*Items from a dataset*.

%%

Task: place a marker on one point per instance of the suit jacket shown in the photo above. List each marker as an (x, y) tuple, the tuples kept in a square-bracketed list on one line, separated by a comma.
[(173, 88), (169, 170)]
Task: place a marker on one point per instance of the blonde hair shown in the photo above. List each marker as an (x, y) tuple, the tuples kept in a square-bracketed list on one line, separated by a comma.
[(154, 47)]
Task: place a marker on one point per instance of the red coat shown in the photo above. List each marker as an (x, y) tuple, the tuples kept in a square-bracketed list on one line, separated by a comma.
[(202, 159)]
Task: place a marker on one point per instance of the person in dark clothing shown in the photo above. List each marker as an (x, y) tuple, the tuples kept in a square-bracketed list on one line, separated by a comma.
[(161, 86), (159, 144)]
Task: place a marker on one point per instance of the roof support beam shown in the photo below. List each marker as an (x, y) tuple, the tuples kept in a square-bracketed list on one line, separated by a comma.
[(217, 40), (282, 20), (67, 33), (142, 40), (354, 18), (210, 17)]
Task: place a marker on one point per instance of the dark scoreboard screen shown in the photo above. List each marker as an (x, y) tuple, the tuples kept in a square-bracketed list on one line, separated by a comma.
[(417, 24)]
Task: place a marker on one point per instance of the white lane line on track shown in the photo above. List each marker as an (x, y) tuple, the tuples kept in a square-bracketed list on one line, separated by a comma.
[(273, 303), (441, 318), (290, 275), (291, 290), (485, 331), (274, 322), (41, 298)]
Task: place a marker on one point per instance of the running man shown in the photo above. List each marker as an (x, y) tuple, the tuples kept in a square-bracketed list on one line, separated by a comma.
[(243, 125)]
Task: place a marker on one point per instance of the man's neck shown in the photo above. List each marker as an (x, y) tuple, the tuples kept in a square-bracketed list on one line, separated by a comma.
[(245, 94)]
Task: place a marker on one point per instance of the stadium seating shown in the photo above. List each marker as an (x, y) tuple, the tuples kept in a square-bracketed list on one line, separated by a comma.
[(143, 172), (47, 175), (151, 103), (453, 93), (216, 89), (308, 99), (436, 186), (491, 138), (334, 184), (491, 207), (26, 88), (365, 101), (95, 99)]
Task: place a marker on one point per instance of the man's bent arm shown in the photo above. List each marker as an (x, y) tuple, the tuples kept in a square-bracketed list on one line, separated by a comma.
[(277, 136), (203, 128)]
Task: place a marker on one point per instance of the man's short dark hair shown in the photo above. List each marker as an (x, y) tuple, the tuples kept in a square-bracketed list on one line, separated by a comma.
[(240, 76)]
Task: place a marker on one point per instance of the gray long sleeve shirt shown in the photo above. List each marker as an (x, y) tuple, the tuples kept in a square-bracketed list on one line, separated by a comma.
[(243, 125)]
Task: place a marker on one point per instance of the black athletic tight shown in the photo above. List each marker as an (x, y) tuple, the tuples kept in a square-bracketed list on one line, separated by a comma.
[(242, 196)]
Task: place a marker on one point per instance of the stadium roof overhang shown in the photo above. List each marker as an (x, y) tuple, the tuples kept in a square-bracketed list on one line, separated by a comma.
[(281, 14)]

%%

*Task brief*. Repeat only the tail of the entries, exactly: the line containing "the stadium roof" and every line after it, to the end.

*Answer to the problem*.
Task: place a marker on one point per instance of the stadium roof overhang shown in the photo above. List each marker as an (x, y) tuple, the tuples kept in a square-bracketed list on one line, separated by a comma.
[(281, 14)]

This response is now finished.